* **Problem requirements**
Reproduce everything in the iron ore glut passage below, from "Monthly output from" down to "and Cai added.".

* **Text block**
Here's the October report by a major banking house about an iron ore glut, and falling prices:Iron ore production in China has probably been contracting since April and further mine shutdowns in the largest importer are forecast as a global seaborne glut expands, according to Goldman Sachs Group Inc. 
Monthly output from mines in the country may have dropped about 20 percent from a year earlier, analysts Christian Lelong and Amber Cai wrote in an e-mailed report, citing an implied figure from the bank’s in-house analysis. That estimate may overstate the actual drop, Lelong and Cai added. 
Iron ore tumbled 40 percent this year after companies including Rio Tinto Group (RIO) and Vale (VALE5) SA raised low-cost output in Australia and Brazil, spurring a global glut just as economic growth in China slowed. The market is in the midst of a transition without precedent in recent commodity history as supply jumps and higher-cost mines shut, according to Macquarie Group Ltd. HSBC Holdings Plc, which cut its price forecasts this week, sees a 30 percent slump in Chinese output next year. 
“The supply adjustment to a low-price environment continues; in particular, production in China has contracting even though domestic miners have not been fully exposed to $80 a ton seaborne iron ore yet,” Lelong and Cai said. “We expect further pressure on Chinese production.”

* **Detection examples**
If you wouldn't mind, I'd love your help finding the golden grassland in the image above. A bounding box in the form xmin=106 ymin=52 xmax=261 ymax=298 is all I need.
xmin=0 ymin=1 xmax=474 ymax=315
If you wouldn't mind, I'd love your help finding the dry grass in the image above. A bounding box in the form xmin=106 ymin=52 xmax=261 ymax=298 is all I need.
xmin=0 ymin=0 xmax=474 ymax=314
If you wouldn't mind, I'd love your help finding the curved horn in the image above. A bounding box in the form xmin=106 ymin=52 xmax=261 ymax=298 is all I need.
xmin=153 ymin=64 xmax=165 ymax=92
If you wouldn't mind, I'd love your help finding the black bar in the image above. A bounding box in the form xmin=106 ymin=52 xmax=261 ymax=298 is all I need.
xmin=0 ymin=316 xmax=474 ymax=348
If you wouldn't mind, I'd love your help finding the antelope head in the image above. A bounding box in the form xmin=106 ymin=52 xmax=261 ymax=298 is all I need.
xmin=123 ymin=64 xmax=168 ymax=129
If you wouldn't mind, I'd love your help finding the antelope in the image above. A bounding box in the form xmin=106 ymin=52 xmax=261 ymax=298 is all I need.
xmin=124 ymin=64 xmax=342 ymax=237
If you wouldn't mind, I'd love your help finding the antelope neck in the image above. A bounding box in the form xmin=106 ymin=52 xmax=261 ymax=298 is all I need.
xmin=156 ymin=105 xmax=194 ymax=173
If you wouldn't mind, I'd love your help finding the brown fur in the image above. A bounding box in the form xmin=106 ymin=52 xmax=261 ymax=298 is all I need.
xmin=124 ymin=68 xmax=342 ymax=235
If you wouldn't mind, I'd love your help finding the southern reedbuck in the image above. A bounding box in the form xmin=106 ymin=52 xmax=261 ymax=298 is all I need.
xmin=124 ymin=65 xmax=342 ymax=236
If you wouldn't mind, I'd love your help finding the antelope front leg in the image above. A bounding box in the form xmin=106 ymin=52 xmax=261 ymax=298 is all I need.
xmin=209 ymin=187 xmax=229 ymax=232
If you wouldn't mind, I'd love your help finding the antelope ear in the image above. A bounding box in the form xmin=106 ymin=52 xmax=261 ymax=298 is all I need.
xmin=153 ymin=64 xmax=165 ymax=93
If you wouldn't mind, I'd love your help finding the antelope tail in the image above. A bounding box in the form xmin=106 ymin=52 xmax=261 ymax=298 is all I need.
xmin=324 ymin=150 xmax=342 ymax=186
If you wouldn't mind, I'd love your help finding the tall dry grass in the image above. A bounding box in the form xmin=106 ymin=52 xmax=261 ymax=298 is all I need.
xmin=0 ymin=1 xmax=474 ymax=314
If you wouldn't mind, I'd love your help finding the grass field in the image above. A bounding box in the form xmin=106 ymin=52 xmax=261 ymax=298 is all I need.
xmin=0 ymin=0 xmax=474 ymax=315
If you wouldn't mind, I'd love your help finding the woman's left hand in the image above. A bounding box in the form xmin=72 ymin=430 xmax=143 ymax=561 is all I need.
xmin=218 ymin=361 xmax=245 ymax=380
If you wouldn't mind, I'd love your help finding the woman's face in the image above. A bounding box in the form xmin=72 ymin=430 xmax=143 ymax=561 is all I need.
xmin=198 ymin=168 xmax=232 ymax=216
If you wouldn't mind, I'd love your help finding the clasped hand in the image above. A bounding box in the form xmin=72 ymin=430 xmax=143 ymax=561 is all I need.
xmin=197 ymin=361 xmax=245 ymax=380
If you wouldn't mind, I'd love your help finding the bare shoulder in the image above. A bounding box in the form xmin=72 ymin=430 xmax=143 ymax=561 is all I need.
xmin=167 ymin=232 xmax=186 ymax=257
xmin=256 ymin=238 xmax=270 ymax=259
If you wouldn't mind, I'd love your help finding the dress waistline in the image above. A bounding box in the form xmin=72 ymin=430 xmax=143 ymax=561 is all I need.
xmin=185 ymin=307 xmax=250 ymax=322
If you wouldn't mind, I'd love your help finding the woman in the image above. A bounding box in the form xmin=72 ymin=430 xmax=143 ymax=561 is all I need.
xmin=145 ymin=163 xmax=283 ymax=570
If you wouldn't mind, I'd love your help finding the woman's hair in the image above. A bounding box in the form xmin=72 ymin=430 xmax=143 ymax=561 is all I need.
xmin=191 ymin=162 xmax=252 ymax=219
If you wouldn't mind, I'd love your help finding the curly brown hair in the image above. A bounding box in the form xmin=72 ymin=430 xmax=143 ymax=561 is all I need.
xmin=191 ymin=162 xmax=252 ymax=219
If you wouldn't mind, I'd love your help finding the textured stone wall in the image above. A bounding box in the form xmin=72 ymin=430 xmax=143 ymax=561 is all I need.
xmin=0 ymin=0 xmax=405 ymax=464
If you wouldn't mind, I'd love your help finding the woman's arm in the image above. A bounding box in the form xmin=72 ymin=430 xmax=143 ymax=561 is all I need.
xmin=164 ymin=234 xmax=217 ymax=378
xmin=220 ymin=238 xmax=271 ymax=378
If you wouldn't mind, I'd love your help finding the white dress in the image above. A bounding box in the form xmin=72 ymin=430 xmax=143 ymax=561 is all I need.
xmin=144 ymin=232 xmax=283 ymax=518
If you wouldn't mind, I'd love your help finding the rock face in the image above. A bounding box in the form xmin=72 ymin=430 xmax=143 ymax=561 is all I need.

* **Result below**
Monthly output from mines in the country may have dropped about 20 percent from a year earlier, analysts Christian Lelong and Amber Cai wrote in an e-mailed report, citing an implied figure from the bank’s in-house analysis. That estimate may overstate the actual drop, Lelong and Cai added.